(Point-based annotation data)
━━━━━━━━

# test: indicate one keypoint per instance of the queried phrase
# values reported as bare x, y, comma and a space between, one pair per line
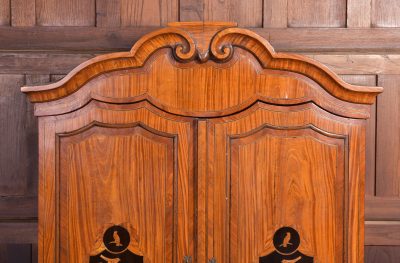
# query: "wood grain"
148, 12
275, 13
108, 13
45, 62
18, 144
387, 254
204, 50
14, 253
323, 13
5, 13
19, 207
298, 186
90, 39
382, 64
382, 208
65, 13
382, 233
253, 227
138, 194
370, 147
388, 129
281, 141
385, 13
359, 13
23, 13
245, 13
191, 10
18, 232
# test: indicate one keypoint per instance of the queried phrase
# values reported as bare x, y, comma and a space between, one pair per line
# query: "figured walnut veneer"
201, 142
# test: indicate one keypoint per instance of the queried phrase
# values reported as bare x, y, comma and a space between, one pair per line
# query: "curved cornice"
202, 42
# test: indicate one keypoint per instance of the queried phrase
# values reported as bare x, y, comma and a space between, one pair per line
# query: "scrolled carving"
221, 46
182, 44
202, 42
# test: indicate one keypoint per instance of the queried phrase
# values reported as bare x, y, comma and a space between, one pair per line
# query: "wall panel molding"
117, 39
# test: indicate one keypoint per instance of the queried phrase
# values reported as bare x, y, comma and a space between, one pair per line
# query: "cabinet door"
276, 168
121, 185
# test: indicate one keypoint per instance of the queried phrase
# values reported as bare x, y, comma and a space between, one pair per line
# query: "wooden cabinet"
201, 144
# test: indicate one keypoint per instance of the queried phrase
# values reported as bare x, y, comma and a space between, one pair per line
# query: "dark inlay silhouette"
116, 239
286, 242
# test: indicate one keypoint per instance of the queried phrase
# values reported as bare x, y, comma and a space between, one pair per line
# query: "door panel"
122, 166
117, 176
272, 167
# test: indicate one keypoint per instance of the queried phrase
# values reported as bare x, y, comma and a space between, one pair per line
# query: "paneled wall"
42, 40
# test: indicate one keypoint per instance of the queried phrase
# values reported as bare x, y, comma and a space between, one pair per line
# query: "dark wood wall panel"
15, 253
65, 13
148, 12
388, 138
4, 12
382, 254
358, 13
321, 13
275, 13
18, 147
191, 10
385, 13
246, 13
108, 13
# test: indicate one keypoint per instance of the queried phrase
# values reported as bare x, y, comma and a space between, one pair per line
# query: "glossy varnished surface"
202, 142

━━━━━━━━

[WHAT IS NEEDED]
Copy the material above exactly and drop the pictures.

[COMPLETE ANSWER]
# test: indicate one keypoint per instance of the queried phrase
# values reported as bare x, y, comma and a space between, one pair per line
# query: "wood grain"
148, 12
275, 13
108, 13
45, 62
18, 144
387, 254
204, 50
14, 253
323, 13
5, 13
19, 207
298, 186
90, 39
382, 64
382, 208
65, 13
382, 233
253, 227
138, 194
370, 147
388, 129
281, 141
385, 13
359, 13
23, 13
245, 13
191, 10
18, 232
# test: indicate one keypoint per instance of the queried phrase
# values reported as bare x, y, comma and a space between, one pair per line
# query: "figured walnut veneer"
201, 142
# test: indicate one keypoint per instance of the queried phrase
# values reported as bare x, y, comma and a space between, one pair per line
# query: "curved cornice"
202, 42
# test: indicate one keypoint per instance of the queried phrase
# values reported as bare x, y, comma and a space between, one pair per line
# query: "scrolled carving"
221, 46
182, 44
202, 42
# test: indicate one keypoint per instance of the queried phrase
# values reported as bare x, y, comma and a space between, one pair per line
# query: "wall panel molding"
117, 39
# test: indicate one keypoint per instance of the queried phrase
# values reported as bare x, y, comma and a space between, one pair per line
# query: "cabinet door"
276, 168
121, 185
# test: indicate one keypoint per instance of the queried phrase
# values reported as bare x, y, comma and a space between, one pair per line
# query: "wooden cabinet"
201, 144
# test: indicate one keypoint per instance of the queried phrase
# values reported as bare x, y, comma and a space between, one pair per line
# query: "dark inlay silhouette"
116, 239
286, 242
# test: indicate one keypoint per instance of the queried phrase
# values reported as bare x, y, comma and a space between, one pair per line
# query: "door panel"
122, 166
117, 176
272, 167
# test: indicate one keypoint per instance of the queried phrase
# values reported as bare x, y, comma and a space between, one pair per line
# query: "paneled wall"
42, 40
# test: indicate one keypoint per instance of the queried phrase
# values reported as bare x, y, comma and a space between, one pair per line
# query: "dark wood wall panel"
15, 253
65, 13
148, 12
388, 138
4, 12
382, 254
358, 13
321, 13
275, 13
18, 147
191, 10
385, 13
246, 13
108, 13
# test: indicate one keypoint per instance of the queried phrase
# values reported as bare x, y, comma and a space between, one pair per line
# query: "glossy varnished surface"
202, 142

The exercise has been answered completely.